* [Problem requirements]: Pick out each line in the records below that contains the word "position" and copy those lines.

* [Exercise input]:
· · ·

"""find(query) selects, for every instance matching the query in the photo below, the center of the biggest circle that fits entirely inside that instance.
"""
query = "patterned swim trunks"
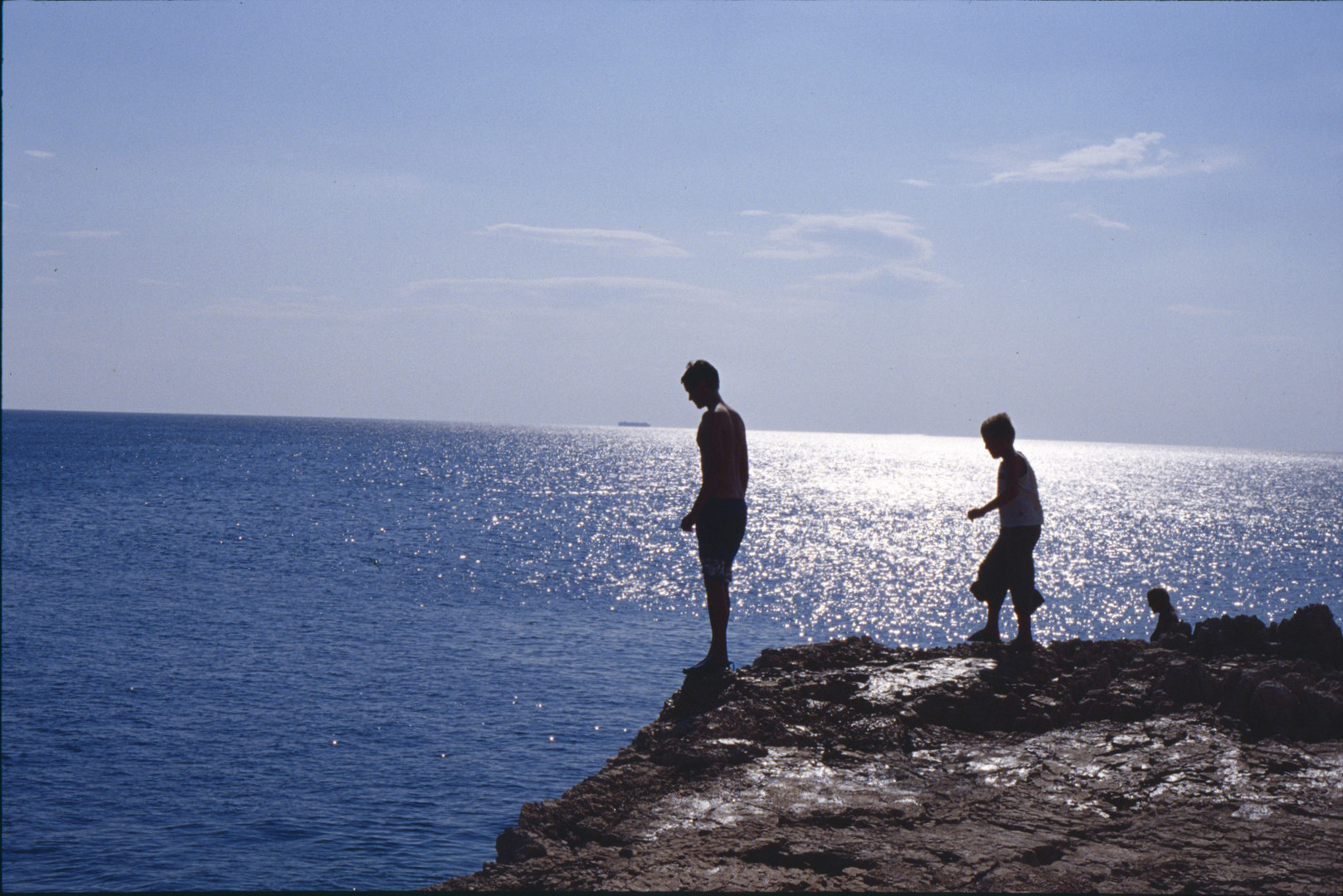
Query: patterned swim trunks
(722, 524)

· · ·

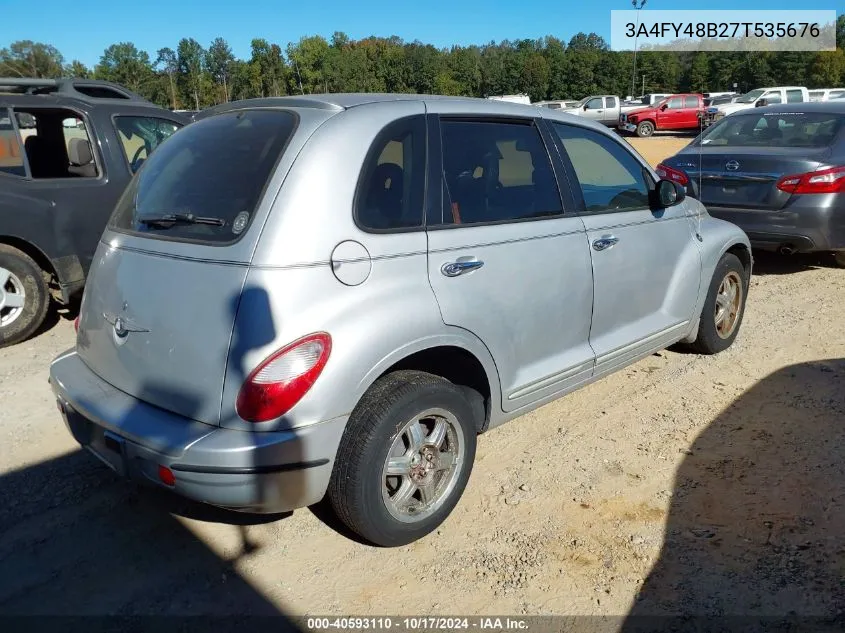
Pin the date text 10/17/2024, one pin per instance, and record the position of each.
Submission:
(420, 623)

· · ·

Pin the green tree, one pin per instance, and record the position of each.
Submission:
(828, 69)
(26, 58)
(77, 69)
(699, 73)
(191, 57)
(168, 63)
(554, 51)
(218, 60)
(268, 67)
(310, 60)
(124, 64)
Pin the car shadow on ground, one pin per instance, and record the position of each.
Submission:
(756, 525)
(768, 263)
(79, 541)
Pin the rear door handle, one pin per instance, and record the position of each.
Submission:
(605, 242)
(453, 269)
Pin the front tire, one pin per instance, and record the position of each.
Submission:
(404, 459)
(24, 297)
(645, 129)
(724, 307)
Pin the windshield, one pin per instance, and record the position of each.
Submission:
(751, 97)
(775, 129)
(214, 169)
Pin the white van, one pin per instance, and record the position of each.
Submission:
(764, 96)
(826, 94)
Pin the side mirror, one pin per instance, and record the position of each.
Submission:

· · ·

* [The answer]:
Pin the date text 10/17/2024, one pin per instance, and record the position of each.
Pin the green tree, one pin per instance, and record the position of each.
Pin the car shadow on ground, one pin per instance, and record the position of each.
Pin the rear door handle, one pin per instance, and record the position of each.
Pin the front tire, one pin per instance, and record the position of each.
Pin the windshield, one pin per instance, and record the position of each.
Pin the white van, one pin per instance, and record the position of each.
Pin the side mirror, one pin per instance, and record the position of each.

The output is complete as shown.